** begin Text excerpt **

Yehuda: Right. Well, so, you know, what, what makes the crux of this issue is something that you alluded to before Miriam in your comments, which is, uh, the desire to stay. It would be very easy for orthodoxy if LGBT individuals, you know, just left. Uh, in fact, actually like that’s basically how traditional Judaism solved the heresy problem for thousands of years, as long as the heretics leave, right, the community remains basically intact. 

And you alluded to this, that what actually makes this so vexing or so powerful or so important is the desire to stay. I, I read something, um, recently that, uh, Gedalia Robinson who’s a cantorial student at the seminary whose father is Rabbi Menachem Penner of RIETs, of the rabbinical school of Yeshiva University was on David Bashevkin’s 1840 podcast.

** end Text excerpt **
** begin Given information **

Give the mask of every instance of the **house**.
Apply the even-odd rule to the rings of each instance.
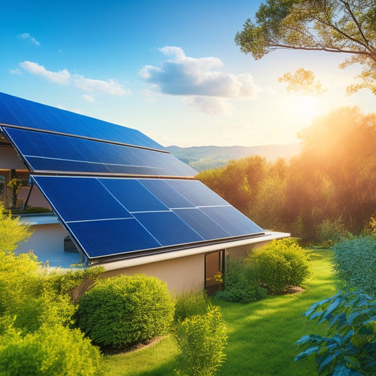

** end Given information **

### [Stated problem]
Extract the full transcript passage above on LGBT individuals and the desire to stay in Orthodoxy, reproducing every word and mark without change.

### [Final result]
Yehuda: Right. Well, so, you know, what, what makes the crux of this issue is something that you alluded to before Miriam in your comments, which is, uh, the desire to stay. It would be very easy for orthodoxy if LGBT individuals, you know, just left. Uh, in fact, actually like that’s basically how traditional Judaism solved the heresy problem for thousands of years, as long as the heretics leave, right, the community remains basically intact. 

And you alluded to this, that what actually makes this so vexing or so powerful or so important is the desire to stay. I, I read something, um, recently that, uh, Gedalia Robinson who’s a cantorial student at the seminary whose father is Rabbi Menachem Penner of RIETs, of the rabbinical school of Yeshiva University was on David Bashevkin’s 1840 podcast.